Stored items:
----------------

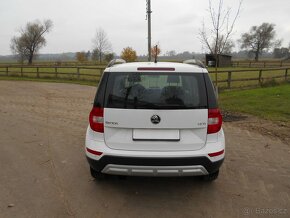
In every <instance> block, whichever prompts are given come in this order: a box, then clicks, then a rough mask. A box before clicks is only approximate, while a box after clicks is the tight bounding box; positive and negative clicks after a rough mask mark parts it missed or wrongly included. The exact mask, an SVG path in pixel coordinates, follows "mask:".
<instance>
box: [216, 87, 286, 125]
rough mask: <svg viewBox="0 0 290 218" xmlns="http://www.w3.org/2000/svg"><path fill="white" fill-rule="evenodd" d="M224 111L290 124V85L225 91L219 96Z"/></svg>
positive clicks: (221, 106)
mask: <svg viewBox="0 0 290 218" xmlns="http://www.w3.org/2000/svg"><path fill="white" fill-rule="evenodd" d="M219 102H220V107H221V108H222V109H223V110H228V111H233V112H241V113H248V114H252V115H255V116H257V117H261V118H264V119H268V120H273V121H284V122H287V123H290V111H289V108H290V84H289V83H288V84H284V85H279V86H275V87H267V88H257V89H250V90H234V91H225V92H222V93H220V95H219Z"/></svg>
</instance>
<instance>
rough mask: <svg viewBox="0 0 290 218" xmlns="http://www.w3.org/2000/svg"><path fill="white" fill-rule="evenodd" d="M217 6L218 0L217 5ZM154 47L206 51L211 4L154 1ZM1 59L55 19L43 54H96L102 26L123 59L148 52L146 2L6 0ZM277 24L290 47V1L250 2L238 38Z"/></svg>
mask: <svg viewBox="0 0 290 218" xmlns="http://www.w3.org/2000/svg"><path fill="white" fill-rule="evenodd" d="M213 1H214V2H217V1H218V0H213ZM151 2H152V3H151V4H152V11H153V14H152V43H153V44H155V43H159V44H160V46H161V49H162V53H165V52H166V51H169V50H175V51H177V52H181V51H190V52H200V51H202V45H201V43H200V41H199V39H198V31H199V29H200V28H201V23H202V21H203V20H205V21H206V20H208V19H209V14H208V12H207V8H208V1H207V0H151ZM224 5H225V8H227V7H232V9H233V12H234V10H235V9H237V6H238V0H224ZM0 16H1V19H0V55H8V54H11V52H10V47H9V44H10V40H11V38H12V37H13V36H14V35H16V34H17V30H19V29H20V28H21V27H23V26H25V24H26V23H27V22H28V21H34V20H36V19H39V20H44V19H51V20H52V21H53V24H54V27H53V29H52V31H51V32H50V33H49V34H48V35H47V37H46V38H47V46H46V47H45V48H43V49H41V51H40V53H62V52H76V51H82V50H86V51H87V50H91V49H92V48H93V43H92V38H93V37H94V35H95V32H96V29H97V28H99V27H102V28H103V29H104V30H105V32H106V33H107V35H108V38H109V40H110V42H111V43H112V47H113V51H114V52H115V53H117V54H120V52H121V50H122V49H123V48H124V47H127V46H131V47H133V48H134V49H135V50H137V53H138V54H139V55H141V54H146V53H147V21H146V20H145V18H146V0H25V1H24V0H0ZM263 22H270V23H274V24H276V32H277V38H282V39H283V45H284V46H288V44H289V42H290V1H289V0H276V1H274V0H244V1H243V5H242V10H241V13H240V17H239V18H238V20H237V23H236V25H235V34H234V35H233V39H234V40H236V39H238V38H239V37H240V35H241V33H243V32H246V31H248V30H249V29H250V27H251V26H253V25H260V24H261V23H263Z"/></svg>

----------------

> _INSTRUCTIONS FOR THE TASK_
Gather from the entries above all lines that include the string "instance".

> _ANSWER FOR THIS EXERCISE_
In every <instance> block, whichever prompts are given come in this order: a box, then clicks, then a rough mask. A box before clicks is only approximate, while a box after clicks is the tight bounding box; positive and negative clicks after a rough mask mark parts it missed or wrongly included. The exact mask, an SVG path in pixel coordinates, follows "mask:".
<instance>
</instance>
<instance>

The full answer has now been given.